(RAW DATA)
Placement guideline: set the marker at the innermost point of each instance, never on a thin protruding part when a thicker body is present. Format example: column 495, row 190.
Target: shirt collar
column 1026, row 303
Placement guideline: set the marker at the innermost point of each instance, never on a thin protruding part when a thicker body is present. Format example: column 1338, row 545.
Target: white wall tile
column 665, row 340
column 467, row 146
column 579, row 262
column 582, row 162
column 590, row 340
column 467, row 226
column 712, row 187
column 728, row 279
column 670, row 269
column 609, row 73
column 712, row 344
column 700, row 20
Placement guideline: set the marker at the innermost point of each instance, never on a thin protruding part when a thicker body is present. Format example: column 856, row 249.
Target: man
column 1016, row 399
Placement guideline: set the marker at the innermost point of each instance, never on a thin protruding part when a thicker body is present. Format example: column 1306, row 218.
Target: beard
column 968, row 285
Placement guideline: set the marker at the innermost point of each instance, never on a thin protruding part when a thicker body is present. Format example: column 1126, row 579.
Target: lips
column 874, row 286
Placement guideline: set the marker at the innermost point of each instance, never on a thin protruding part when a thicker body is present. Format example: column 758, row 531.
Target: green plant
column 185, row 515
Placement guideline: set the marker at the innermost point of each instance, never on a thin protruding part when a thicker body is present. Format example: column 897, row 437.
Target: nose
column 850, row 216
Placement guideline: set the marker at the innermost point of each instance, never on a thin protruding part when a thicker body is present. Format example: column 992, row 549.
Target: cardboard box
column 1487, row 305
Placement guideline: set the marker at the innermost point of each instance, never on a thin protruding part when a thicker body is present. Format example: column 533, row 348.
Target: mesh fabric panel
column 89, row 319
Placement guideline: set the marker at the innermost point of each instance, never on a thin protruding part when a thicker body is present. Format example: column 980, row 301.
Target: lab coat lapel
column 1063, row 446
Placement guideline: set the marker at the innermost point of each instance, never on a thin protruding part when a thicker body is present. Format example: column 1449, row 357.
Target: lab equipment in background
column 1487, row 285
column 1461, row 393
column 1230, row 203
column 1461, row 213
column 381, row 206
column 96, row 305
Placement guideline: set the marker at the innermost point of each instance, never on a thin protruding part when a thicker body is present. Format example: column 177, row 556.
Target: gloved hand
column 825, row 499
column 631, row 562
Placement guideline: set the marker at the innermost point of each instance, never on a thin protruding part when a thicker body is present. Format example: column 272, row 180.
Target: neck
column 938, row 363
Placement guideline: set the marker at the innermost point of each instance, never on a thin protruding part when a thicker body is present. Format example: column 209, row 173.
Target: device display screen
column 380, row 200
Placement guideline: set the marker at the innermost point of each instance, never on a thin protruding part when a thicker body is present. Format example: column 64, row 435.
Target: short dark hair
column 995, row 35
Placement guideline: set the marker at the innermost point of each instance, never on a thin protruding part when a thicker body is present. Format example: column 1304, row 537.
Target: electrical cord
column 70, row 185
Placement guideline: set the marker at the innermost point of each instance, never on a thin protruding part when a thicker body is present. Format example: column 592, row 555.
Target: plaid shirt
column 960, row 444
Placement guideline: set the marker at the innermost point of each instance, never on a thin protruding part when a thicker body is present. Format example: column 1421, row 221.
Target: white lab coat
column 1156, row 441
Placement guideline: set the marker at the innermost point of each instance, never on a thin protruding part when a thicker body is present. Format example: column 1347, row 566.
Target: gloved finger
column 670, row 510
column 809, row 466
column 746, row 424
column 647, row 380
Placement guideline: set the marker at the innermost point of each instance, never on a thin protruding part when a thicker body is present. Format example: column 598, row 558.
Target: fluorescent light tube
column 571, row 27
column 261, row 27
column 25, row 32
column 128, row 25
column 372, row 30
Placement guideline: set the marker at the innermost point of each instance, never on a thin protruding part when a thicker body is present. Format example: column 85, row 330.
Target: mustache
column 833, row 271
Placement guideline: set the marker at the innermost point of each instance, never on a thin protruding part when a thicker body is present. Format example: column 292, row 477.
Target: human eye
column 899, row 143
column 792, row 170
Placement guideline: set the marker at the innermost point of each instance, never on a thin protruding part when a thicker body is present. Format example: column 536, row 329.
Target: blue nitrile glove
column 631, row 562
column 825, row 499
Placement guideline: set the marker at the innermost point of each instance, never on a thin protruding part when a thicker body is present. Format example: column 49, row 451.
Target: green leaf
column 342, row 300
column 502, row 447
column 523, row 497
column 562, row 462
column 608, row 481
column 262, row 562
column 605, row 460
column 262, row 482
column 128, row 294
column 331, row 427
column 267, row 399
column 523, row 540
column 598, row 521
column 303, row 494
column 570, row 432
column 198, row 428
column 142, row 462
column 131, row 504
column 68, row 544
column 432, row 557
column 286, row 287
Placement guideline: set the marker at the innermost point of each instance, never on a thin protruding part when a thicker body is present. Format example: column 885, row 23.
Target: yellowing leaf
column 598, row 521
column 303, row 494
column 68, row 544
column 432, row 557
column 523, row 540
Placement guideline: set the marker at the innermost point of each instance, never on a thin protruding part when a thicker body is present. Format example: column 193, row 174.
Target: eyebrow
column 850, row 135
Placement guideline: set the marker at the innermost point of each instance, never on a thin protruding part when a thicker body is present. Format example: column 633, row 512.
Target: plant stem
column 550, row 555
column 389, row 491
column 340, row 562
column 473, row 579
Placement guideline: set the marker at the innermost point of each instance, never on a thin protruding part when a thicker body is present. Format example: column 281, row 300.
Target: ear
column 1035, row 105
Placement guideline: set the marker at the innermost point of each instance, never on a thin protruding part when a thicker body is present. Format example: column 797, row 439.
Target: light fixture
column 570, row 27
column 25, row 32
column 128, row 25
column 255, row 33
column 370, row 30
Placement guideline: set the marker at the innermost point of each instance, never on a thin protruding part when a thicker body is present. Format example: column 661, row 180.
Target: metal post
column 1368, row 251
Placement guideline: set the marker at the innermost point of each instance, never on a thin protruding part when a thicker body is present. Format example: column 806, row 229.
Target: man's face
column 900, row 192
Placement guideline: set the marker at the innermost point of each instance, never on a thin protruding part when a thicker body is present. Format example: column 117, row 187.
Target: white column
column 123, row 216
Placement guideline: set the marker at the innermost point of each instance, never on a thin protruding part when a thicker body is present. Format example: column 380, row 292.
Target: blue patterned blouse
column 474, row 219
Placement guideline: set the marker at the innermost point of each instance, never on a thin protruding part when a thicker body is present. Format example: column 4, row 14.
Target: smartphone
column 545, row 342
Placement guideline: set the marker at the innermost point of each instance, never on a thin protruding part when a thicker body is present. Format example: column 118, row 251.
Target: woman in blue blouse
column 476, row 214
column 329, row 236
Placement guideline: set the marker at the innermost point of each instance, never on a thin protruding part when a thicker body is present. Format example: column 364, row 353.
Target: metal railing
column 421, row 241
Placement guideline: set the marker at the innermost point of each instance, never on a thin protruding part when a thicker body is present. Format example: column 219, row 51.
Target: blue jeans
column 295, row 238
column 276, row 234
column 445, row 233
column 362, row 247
(End RAW DATA)
TASK INSTRUCTIONS
Print the whole listing once more, exactly as it stands.

THE COMPLETED TASK
Placement guideline: set the marker at the innermost point of each instance, never on a thin protruding part when a thicker body is present. Format example: column 495, row 190.
Target: shirt collar
column 1026, row 303
Placement guideline: set the marker at the innermost point of each instance, never on a thin protruding part when a thicker body is present. Format example: column 1338, row 545.
Target: white wall tile
column 665, row 340
column 467, row 146
column 579, row 262
column 582, row 162
column 590, row 340
column 467, row 226
column 712, row 187
column 728, row 279
column 670, row 269
column 609, row 73
column 712, row 344
column 700, row 20
Placement guideline: set the marker at the innermost point of each instance, never on a thin protruding part when a thicker body is present. Format example: column 856, row 249.
Target: man
column 1016, row 399
Placement guideline: set the marker at the innermost point of each instance, never on a thin protruding part when a thicker body is present. Format example: column 1306, row 218.
Target: beard
column 968, row 285
Placement guideline: set the marker at the innermost point of each instance, never on a thin protruding part when a thicker body is present. Format example: column 1126, row 579.
Target: lips
column 874, row 286
Placement guideline: set the marker at the innermost point of each instance, never on a thin protruding part when a thicker body is present. Format example: column 758, row 531.
Target: green plant
column 185, row 515
Placement guideline: set the marker at the innermost point of each instance, never on a thin protruding part when a thicker body is present. Format example: column 897, row 437.
Target: nose
column 850, row 216
Placement guideline: set the marker at the innermost point of each instance, never on a thin protruding part when a thicker body is present. Format example: column 992, row 549.
Target: cardboard box
column 1487, row 305
Placement guideline: set the marker at the innermost point of each instance, never on a thin protruding part when a thicker body is present. Format example: column 533, row 348.
Target: mesh fabric panel
column 89, row 319
Placement guideline: set the marker at the innermost point of each instance, never on a thin protruding part when a thicker body is present. Format example: column 980, row 301.
Target: lab coat lapel
column 1063, row 446
Placement guideline: set the marker at the innermost point of each instance, never on a thin protruding part when a thicker body is present. Format example: column 1449, row 357.
Target: lab equipment in background
column 1487, row 285
column 1461, row 393
column 1230, row 203
column 1461, row 213
column 381, row 206
column 96, row 305
Placement guideline: set the marker at the innermost point of each instance, never on a thin protruding part when a thicker body is present. Format example: column 177, row 556.
Target: gloved hand
column 825, row 499
column 631, row 562
Placement guideline: set the marker at the innermost point of each instance, never on a thin protruding part when a thicker body is present. Format example: column 272, row 180.
Target: neck
column 938, row 363
Placement guideline: set the marker at the innermost point of each instance, never on a thin protruding part when a thicker body is present. Format example: column 209, row 173.
Target: device display screen
column 380, row 200
Placement guideline: set the marker at the innermost point of each instance, never on a thin protruding part when a thicker body is present. Format example: column 64, row 435.
Target: short dark hair
column 995, row 35
Placement guideline: set the marker at the innermost point of each instance, never on a thin protruding part when a thicker body is present. Format example: column 1304, row 537.
Target: electrical cord
column 70, row 185
Placement guideline: set the marker at the innermost point of each instance, never on a thin protruding part when a thicker body is present. Format example: column 592, row 555.
Target: plaid shirt
column 960, row 444
Placement guideline: set the marker at the innermost point of each instance, never on a thin protruding part when a thicker body is present. Format example: column 1421, row 221.
Target: white lab coat
column 1156, row 441
Placement guideline: set the marker at the innermost point of each instance, never on a thin protruding part when a thicker body is present. Format example: column 1347, row 566.
Target: gloved finger
column 670, row 510
column 809, row 466
column 746, row 424
column 647, row 380
Placement guideline: set the marker at the innermost point of each instance, never on a thin protruding part when a thicker body is present. Format example: column 598, row 558.
Target: fluorescent light tube
column 571, row 27
column 261, row 27
column 25, row 32
column 128, row 25
column 372, row 30
Placement guideline: set the marker at the innermost point of each instance, never on a thin protruding part when a thicker body is present. Format example: column 85, row 330.
Target: mustache
column 833, row 271
Placement guideline: set the marker at the innermost point of each instance, never on a thin protruding part when a thicker body is present. Format example: column 292, row 477.
Target: human eye
column 899, row 143
column 792, row 170
Placement guideline: set the marker at the innermost point of each instance, never on a thin protruding part when a thicker body is present. Format example: column 536, row 329.
Target: blue nitrile glove
column 631, row 562
column 825, row 499
Placement guideline: set the marker at the innermost point of each instance, never on a thin protruding part when a thicker body is present. Format example: column 49, row 451.
Target: green leaf
column 342, row 300
column 502, row 447
column 523, row 497
column 562, row 462
column 608, row 481
column 262, row 562
column 605, row 460
column 262, row 482
column 128, row 294
column 331, row 427
column 267, row 399
column 523, row 540
column 598, row 521
column 303, row 494
column 570, row 432
column 198, row 428
column 142, row 462
column 131, row 504
column 68, row 544
column 432, row 557
column 286, row 287
Placement guideline: set the marker at the innermost point of each instance, never on a thin protruding part when a thicker body is present. Format example: column 885, row 23.
Target: yellowing leaf
column 598, row 521
column 303, row 494
column 68, row 544
column 432, row 557
column 523, row 540
Placement guideline: set the marker at the innermost point of each instance, never on a thin protruding part when a thicker body is present. Format example: column 193, row 174.
Target: eyebrow
column 850, row 135
Placement guideline: set the marker at the innermost point of each instance, never on a thin protruding part when a thicker body is present. Format example: column 633, row 512.
Target: plant stem
column 550, row 555
column 389, row 491
column 340, row 562
column 473, row 579
Placement guideline: set the marker at the innermost point of each instance, never on a thin protruding part when a thicker body is present. Format example: column 281, row 300.
Target: ear
column 1035, row 105
Placement guideline: set the marker at the innermost point of each instance, never on a thin protruding part when a thicker body is present. Format example: column 797, row 439.
Target: light fixture
column 570, row 27
column 25, row 32
column 128, row 25
column 255, row 33
column 370, row 30
Placement guideline: set the marker at the innermost point of each instance, never on a thin protruding part when a thicker body is present. Format example: column 661, row 180.
Target: metal post
column 1368, row 251
Placement guideline: set the marker at the innermost point of each instance, never on a thin protruding part when a thicker body is present. Format example: column 806, row 229.
Target: man's face
column 900, row 192
Placement guideline: set the marker at the innermost point of each instance, never on a thin protruding part when a thicker body is present. Format example: column 117, row 187.
Target: white column
column 123, row 216
Placement guideline: set the marker at the innermost point of each instance, never on a thin protruding part when a thicker body is present. Format example: column 380, row 292.
Target: blue patterned blouse
column 474, row 219
Placement guideline: set the marker at the innermost point of each instance, never on a thin protruding part when a thicker body is present. Format example: column 4, row 14.
Target: smartphone
column 545, row 342
Placement guideline: set the marker at the innermost point of each instance, never on a thin protruding part when a thicker body is present. Format example: column 118, row 251.
Target: woman in blue blouse
column 476, row 214
column 329, row 236
Placement guideline: set the marker at the innermost point of each instance, never on a thin protruding part when a thicker body is present. Format example: column 364, row 353.
Target: metal railing
column 421, row 241
Placement guideline: set the marker at the innermost point of each instance, never on a thin protruding part when a thicker body is present. Format example: column 219, row 51.
Target: blue jeans
column 295, row 238
column 276, row 234
column 445, row 233
column 362, row 247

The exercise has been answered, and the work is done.